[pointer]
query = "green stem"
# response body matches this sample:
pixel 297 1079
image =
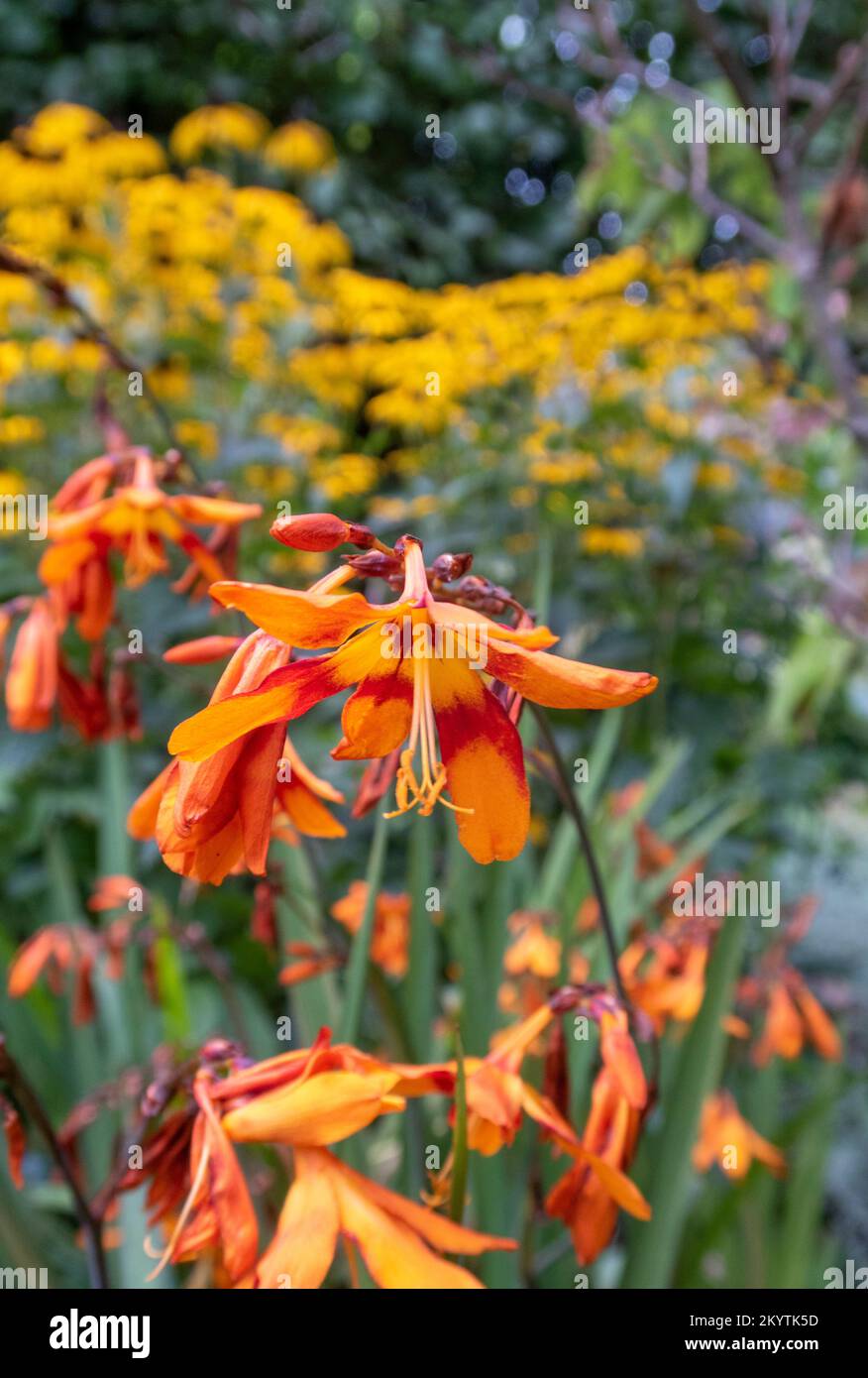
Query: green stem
pixel 655 1244
pixel 459 1136
pixel 357 974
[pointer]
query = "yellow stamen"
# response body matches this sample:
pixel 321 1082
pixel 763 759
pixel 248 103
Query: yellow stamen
pixel 426 792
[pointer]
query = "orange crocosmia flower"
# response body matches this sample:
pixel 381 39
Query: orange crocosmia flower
pixel 535 950
pixel 412 661
pixel 793 1016
pixel 391 922
pixel 55 950
pixel 664 972
pixel 15 1141
pixel 729 1141
pixel 218 1211
pixel 32 679
pixel 217 816
pixel 310 1098
pixel 399 1242
pixel 590 1194
pixel 138 518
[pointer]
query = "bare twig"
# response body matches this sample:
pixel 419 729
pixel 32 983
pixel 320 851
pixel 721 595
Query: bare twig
pixel 31 1104
pixel 14 262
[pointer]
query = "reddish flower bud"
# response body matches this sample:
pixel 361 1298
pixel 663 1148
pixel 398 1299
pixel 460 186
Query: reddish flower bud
pixel 311 530
pixel 201 650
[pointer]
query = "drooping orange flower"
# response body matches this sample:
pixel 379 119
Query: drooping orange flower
pixel 56 950
pixel 794 1016
pixel 32 679
pixel 419 666
pixel 218 1211
pixel 307 962
pixel 309 1098
pixel 589 1195
pixel 391 915
pixel 218 816
pixel 729 1141
pixel 137 519
pixel 533 949
pixel 399 1242
pixel 15 1141
pixel 664 972
pixel 793 1013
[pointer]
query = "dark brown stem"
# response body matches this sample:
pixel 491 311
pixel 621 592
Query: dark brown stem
pixel 31 1104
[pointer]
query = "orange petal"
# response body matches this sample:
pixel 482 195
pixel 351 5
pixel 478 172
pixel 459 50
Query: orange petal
pixel 438 1230
pixel 309 621
pixel 377 718
pixel 306 812
pixel 556 682
pixel 619 1187
pixel 820 1028
pixel 484 762
pixel 303 1246
pixel 323 1109
pixel 201 650
pixel 142 817
pixel 392 1253
pixel 285 693
pixel 205 512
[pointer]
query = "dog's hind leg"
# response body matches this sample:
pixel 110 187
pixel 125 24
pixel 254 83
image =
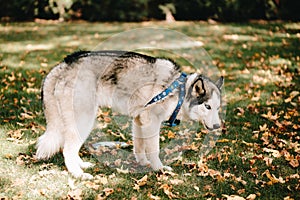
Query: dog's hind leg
pixel 139 148
pixel 52 140
pixel 79 116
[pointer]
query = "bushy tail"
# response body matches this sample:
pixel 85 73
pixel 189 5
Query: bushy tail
pixel 52 140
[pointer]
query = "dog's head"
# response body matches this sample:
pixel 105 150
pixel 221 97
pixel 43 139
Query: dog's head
pixel 203 100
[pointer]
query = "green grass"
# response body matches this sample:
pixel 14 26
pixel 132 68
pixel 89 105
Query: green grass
pixel 256 154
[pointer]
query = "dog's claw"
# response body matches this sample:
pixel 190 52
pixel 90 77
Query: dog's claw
pixel 85 165
pixel 86 176
pixel 167 168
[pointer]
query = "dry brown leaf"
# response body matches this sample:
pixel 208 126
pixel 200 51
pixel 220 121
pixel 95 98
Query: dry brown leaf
pixel 141 182
pixel 251 197
pixel 152 197
pixel 294 163
pixel 74 194
pixel 168 190
pixel 233 197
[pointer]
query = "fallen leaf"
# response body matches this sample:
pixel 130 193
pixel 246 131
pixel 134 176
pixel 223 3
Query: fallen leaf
pixel 168 190
pixel 251 197
pixel 74 194
pixel 233 197
pixel 273 178
pixel 294 163
pixel 141 182
pixel 176 181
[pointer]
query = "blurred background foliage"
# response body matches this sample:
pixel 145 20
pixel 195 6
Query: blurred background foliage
pixel 143 10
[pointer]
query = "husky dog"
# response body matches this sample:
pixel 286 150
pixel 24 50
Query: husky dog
pixel 146 88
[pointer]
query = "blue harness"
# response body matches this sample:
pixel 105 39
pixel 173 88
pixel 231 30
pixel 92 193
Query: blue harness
pixel 179 82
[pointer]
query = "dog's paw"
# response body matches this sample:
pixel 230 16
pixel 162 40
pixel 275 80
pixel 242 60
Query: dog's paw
pixel 166 168
pixel 86 176
pixel 85 165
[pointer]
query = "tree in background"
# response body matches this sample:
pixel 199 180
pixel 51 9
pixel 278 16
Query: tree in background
pixel 60 7
pixel 168 9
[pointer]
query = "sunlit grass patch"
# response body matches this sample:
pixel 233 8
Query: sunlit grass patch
pixel 256 157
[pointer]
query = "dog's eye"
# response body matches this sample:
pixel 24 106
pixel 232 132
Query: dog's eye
pixel 207 106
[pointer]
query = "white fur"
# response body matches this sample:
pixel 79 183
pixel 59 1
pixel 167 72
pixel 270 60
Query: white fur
pixel 73 94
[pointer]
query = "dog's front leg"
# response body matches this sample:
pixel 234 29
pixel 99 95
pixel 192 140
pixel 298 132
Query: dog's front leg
pixel 146 141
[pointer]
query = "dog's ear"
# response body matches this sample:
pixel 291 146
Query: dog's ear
pixel 198 87
pixel 220 82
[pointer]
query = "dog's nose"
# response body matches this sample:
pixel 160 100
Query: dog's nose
pixel 216 126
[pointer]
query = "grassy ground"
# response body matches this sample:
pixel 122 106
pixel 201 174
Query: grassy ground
pixel 256 157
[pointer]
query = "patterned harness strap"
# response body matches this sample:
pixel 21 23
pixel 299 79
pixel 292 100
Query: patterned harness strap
pixel 179 82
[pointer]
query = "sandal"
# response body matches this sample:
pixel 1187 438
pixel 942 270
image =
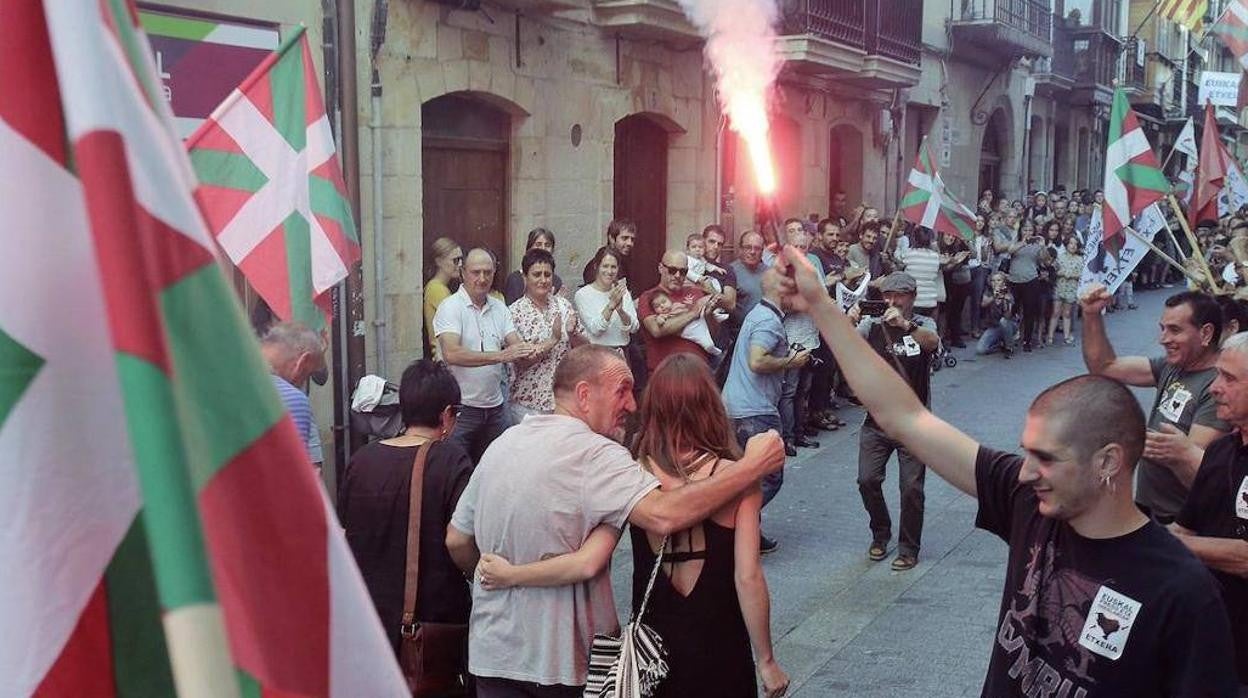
++++++++++++++++++++
Extract each line of the data above that contains the string "sunlit". Matching is case-sensitive.

query = "sunlit grass patch"
Query: sunlit grass patch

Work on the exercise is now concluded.